> **Given exercise**:
Lines before the one containing "Target: gold painted molding" are left out; copy that line and every later line through the end of the data exactly.

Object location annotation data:
----------------------------------------

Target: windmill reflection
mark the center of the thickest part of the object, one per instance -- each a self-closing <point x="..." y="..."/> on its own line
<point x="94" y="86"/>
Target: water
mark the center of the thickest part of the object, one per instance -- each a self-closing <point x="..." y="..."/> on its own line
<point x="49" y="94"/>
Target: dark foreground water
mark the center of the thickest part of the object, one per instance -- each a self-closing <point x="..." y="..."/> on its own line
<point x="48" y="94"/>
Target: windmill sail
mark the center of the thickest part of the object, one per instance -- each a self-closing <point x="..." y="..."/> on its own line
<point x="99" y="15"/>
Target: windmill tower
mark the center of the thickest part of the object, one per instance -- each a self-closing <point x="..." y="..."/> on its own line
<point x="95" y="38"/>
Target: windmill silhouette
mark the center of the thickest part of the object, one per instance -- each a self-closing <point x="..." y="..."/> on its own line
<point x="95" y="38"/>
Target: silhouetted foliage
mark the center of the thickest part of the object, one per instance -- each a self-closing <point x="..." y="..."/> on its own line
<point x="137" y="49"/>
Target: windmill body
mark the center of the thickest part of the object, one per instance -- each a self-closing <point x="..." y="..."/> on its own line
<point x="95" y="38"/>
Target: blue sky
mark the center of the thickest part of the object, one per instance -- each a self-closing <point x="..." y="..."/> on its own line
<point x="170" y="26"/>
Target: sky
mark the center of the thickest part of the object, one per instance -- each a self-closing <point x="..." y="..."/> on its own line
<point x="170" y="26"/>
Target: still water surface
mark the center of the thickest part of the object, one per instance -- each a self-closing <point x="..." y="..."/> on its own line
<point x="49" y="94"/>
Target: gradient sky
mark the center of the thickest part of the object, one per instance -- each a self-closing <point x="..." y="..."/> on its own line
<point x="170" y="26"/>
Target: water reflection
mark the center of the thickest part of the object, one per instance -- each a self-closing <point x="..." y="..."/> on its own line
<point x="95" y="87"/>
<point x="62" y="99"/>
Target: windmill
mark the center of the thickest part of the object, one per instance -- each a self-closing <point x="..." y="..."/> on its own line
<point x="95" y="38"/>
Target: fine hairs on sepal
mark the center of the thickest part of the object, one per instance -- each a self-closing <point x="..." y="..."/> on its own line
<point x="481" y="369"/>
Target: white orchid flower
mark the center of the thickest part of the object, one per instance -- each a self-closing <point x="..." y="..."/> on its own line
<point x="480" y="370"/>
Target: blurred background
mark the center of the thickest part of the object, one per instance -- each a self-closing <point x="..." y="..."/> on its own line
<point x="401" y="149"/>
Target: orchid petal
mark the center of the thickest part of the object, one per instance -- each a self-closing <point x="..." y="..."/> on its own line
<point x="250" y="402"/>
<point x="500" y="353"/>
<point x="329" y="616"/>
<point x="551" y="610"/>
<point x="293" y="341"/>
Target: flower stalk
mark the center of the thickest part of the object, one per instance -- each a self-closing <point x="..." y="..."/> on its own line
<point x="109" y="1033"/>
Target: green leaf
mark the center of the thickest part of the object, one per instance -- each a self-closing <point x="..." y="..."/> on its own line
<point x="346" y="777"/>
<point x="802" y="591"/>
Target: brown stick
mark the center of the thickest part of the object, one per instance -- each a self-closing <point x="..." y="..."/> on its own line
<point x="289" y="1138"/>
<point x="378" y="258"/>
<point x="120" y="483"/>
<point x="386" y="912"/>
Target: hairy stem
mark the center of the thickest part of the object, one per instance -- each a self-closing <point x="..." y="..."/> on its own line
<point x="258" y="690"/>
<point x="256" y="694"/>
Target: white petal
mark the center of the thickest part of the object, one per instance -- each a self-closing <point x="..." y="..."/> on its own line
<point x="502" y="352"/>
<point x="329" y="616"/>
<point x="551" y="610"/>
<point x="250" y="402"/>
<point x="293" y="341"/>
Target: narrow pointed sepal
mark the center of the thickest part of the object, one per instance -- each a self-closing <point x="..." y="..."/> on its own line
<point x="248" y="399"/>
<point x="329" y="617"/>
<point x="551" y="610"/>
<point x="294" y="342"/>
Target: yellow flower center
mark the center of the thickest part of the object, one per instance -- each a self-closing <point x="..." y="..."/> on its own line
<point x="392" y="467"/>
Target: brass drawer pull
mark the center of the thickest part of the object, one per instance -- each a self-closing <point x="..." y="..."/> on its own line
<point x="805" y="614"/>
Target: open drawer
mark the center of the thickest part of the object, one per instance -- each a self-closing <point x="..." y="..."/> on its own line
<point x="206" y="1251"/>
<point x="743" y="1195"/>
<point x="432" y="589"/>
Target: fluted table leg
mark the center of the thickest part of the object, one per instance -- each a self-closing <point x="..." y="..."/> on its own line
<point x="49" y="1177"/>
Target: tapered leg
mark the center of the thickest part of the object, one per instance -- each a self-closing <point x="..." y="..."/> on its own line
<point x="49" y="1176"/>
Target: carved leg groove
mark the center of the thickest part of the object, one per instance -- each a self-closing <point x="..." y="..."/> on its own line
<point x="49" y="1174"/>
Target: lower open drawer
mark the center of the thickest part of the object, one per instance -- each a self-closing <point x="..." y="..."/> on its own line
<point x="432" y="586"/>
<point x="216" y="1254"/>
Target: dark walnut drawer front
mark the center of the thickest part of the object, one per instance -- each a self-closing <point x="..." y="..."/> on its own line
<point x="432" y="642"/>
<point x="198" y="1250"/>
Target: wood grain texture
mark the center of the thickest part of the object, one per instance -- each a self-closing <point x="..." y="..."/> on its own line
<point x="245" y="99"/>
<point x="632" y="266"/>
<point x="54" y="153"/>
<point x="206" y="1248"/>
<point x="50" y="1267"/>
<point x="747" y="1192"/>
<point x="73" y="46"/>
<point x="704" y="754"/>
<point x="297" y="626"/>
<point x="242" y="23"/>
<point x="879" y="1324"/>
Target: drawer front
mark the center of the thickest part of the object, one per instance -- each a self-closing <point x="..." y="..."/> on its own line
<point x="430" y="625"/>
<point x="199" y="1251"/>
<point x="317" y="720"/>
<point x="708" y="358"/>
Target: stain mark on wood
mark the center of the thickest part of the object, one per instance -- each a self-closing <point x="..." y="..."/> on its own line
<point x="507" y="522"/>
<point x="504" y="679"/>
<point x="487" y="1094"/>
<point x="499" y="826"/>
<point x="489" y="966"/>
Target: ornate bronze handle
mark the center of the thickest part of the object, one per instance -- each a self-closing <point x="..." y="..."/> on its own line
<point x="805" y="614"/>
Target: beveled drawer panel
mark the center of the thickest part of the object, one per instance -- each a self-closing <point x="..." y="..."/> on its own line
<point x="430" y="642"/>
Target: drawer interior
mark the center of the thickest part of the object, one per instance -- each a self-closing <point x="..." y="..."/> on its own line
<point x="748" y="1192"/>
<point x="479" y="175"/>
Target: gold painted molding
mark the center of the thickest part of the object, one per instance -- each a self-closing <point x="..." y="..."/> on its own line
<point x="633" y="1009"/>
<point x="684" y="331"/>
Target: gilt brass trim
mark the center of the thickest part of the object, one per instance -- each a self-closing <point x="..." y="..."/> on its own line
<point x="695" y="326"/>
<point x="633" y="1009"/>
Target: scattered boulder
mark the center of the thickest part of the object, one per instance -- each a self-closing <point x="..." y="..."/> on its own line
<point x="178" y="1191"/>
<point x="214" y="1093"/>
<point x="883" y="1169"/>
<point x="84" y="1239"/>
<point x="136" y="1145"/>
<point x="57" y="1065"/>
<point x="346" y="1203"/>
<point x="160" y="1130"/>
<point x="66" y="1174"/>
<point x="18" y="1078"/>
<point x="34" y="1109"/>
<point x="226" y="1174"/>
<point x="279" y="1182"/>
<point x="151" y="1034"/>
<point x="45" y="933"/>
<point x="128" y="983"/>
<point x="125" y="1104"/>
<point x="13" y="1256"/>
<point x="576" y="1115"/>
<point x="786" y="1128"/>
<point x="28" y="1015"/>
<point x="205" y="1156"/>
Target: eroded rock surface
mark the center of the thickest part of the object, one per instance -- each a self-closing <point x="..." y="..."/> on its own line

----------------------------------------

> **Response**:
Target: gold painted molding
mark the center of the thickest part of the object, one per instance -- each a self-closing <point x="..." y="..."/> on its own line
<point x="633" y="1009"/>
<point x="684" y="331"/>
Target: gilt brass trim
mark the center of the thickest part of the object, one per instance -- each a self-closing <point x="..." y="..."/> on its own line
<point x="695" y="326"/>
<point x="633" y="1009"/>
Target: scattered boulder
mark the center of the thickest part of the object, one per instance -- each a self-closing <point x="..." y="..."/> on its own line
<point x="178" y="1191"/>
<point x="214" y="1093"/>
<point x="883" y="1169"/>
<point x="84" y="1239"/>
<point x="136" y="1145"/>
<point x="57" y="1065"/>
<point x="346" y="1203"/>
<point x="160" y="1130"/>
<point x="66" y="1174"/>
<point x="18" y="1078"/>
<point x="34" y="1109"/>
<point x="226" y="1174"/>
<point x="279" y="1182"/>
<point x="151" y="1034"/>
<point x="45" y="933"/>
<point x="128" y="983"/>
<point x="125" y="1104"/>
<point x="13" y="1256"/>
<point x="576" y="1115"/>
<point x="786" y="1128"/>
<point x="28" y="1015"/>
<point x="205" y="1156"/>
Target: eroded rock surface
mark the center of the thickest part of the object, one per instance -- each a self-closing <point x="..." y="..."/> on its own line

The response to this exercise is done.